(Provided entries)
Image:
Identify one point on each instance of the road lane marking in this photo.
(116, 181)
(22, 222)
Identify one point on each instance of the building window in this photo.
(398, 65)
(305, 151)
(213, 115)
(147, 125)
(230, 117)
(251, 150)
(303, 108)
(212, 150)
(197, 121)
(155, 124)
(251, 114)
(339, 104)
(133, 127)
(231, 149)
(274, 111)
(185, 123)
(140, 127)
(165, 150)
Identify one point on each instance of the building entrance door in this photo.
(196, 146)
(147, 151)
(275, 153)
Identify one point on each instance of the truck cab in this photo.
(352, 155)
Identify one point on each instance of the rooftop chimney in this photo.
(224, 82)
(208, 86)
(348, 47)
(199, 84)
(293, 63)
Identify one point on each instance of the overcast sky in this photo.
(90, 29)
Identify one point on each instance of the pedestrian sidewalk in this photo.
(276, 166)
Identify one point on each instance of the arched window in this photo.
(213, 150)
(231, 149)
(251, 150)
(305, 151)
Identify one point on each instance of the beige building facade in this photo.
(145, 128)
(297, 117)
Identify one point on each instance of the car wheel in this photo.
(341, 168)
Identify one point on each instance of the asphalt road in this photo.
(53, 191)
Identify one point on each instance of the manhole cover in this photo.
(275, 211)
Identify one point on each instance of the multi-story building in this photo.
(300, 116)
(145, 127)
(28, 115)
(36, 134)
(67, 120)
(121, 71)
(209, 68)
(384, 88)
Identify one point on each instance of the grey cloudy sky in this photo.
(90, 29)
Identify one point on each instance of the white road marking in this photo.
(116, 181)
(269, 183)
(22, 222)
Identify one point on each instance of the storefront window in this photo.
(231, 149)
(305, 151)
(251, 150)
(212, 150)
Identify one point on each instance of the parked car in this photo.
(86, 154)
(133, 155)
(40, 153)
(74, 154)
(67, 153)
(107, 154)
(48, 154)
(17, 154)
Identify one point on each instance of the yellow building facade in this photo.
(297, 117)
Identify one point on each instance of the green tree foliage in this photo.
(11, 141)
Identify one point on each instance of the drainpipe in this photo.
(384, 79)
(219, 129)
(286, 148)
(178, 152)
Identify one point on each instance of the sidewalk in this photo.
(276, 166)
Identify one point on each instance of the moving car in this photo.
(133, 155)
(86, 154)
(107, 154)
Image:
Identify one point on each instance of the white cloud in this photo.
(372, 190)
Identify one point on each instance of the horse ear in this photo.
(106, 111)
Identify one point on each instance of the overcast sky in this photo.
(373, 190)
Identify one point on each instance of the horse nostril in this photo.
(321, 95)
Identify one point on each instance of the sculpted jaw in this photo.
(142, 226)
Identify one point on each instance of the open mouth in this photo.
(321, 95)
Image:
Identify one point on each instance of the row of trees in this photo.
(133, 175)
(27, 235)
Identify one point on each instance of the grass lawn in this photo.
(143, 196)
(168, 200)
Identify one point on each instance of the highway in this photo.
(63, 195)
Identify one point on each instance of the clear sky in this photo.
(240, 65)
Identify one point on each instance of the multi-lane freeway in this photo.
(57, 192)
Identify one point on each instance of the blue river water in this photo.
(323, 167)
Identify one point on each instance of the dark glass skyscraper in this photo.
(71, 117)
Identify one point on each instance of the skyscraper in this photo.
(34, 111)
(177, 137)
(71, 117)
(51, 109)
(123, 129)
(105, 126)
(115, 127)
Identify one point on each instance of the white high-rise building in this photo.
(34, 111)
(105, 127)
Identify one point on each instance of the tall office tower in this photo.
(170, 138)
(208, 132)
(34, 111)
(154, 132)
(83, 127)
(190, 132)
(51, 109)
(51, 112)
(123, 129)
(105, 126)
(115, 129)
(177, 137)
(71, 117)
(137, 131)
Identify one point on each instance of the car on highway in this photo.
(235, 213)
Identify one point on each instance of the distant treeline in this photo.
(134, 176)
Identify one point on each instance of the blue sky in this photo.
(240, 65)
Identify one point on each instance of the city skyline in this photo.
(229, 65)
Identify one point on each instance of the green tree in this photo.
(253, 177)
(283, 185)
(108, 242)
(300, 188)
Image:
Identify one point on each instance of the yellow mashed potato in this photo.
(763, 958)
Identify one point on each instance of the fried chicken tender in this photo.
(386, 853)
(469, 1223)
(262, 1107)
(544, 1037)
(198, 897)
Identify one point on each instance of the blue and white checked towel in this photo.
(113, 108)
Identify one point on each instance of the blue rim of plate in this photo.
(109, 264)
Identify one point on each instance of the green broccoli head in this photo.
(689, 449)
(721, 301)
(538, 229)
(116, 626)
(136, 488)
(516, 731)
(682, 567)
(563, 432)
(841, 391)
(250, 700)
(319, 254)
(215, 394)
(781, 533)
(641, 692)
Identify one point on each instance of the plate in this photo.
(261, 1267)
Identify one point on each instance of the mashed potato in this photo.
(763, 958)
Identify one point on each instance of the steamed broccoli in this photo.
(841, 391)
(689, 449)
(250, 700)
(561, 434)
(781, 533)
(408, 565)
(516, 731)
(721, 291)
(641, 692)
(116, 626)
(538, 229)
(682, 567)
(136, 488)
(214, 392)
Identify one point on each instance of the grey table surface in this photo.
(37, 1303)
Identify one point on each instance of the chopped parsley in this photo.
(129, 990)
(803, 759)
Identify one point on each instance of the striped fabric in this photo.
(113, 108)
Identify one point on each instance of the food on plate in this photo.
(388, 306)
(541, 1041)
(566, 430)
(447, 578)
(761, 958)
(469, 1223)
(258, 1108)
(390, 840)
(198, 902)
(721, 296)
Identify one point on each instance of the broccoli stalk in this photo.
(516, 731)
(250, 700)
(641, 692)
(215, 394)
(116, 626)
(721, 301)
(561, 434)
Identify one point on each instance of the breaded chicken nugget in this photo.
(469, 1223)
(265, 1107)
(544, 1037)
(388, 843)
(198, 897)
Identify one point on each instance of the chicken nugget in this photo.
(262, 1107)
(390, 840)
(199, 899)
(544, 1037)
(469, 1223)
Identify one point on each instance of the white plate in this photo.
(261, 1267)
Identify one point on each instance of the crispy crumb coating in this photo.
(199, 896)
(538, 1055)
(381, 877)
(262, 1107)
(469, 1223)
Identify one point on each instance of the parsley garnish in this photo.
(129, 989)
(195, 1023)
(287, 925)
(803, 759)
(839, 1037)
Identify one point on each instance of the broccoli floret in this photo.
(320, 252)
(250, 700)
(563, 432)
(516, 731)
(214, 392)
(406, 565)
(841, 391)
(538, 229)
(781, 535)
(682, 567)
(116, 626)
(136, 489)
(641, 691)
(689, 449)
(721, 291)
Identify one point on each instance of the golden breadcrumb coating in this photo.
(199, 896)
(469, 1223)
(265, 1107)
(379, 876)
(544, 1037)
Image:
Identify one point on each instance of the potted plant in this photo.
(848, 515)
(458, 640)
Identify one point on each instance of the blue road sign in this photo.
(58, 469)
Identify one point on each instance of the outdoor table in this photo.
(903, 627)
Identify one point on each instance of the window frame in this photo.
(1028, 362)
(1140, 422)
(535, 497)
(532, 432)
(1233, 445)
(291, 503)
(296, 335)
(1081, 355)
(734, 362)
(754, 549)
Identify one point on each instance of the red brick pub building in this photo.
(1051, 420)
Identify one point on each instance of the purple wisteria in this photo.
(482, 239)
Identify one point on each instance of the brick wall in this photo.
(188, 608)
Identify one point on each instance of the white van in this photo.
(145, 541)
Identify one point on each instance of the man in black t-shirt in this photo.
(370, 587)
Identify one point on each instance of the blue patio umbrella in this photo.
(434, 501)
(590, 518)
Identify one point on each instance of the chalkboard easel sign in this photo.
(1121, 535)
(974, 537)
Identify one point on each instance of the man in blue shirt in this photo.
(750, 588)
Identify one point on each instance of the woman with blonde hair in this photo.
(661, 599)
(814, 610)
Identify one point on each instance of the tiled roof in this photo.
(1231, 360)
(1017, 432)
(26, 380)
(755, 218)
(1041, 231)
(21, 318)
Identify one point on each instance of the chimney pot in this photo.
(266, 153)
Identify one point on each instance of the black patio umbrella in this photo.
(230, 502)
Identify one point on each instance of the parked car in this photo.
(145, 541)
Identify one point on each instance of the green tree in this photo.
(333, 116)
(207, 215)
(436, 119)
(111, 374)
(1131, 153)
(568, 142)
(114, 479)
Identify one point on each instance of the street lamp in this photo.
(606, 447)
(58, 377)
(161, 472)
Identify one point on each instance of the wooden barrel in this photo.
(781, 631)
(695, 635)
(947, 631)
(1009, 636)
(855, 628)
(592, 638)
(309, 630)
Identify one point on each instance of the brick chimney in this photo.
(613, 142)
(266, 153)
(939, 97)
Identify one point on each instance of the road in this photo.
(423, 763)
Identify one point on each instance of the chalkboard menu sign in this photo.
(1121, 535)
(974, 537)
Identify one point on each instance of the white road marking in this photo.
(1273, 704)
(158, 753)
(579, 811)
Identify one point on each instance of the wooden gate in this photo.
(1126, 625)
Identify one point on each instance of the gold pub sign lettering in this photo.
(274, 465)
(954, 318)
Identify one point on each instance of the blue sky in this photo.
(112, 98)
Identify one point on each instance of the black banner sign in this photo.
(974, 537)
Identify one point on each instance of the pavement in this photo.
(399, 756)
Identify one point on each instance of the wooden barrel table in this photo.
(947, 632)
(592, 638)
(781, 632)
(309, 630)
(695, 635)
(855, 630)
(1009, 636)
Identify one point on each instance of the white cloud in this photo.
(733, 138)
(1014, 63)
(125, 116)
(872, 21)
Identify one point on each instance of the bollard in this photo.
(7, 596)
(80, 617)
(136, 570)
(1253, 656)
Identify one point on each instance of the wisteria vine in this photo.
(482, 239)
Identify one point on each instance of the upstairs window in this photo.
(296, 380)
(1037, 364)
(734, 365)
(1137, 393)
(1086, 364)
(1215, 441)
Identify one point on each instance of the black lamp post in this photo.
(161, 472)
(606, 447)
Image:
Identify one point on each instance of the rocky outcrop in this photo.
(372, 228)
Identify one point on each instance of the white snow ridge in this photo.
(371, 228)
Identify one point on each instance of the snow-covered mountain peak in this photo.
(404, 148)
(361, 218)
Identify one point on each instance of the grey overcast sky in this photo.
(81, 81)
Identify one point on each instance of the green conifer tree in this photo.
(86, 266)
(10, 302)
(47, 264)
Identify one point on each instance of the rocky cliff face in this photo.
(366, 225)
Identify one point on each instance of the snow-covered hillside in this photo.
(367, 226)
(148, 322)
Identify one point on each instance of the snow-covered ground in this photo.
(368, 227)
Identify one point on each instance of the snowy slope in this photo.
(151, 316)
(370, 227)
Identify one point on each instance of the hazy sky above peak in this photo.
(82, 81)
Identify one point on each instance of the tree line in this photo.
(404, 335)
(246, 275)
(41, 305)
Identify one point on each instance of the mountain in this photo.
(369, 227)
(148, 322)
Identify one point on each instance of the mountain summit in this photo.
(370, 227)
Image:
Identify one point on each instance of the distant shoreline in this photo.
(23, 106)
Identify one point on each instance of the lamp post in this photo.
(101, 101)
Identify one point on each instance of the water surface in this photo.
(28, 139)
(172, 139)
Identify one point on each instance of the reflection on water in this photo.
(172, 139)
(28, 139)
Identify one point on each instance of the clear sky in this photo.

(Given instruction) Copy the stretch of material from the line containing "Identify one point on each instance of the snow-covered ground" through the end, requests and all, and raise every coordinate in the answers by 19.

(Result)
Identify one point on each instance of the snow-covered ground in this photo.
(387, 246)
Identify one point on each instance of the snowy slope in this photo.
(170, 335)
(389, 246)
Identify one point on each instance of the hazy sky above peak in this photo.
(101, 100)
Identify one point on each instance of the tree line in this photo.
(423, 354)
(265, 294)
(60, 324)
Identify one point on each instance of the mountain in this photo.
(388, 246)
(167, 341)
Identify one point on each instance of the mountain summit in this photo.
(389, 246)
Image:
Identify one point on each instance of the distant shoreline in this photo.
(42, 125)
Identify one point on each instance of the lamp post in this photo.
(120, 120)
Identify one point on each instance of the water surface in this photo.
(47, 158)
(191, 158)
Identify one point on each instance of the reflection on water in this photo.
(191, 158)
(47, 158)
Identify one point on each instance of the clear sky in this photo.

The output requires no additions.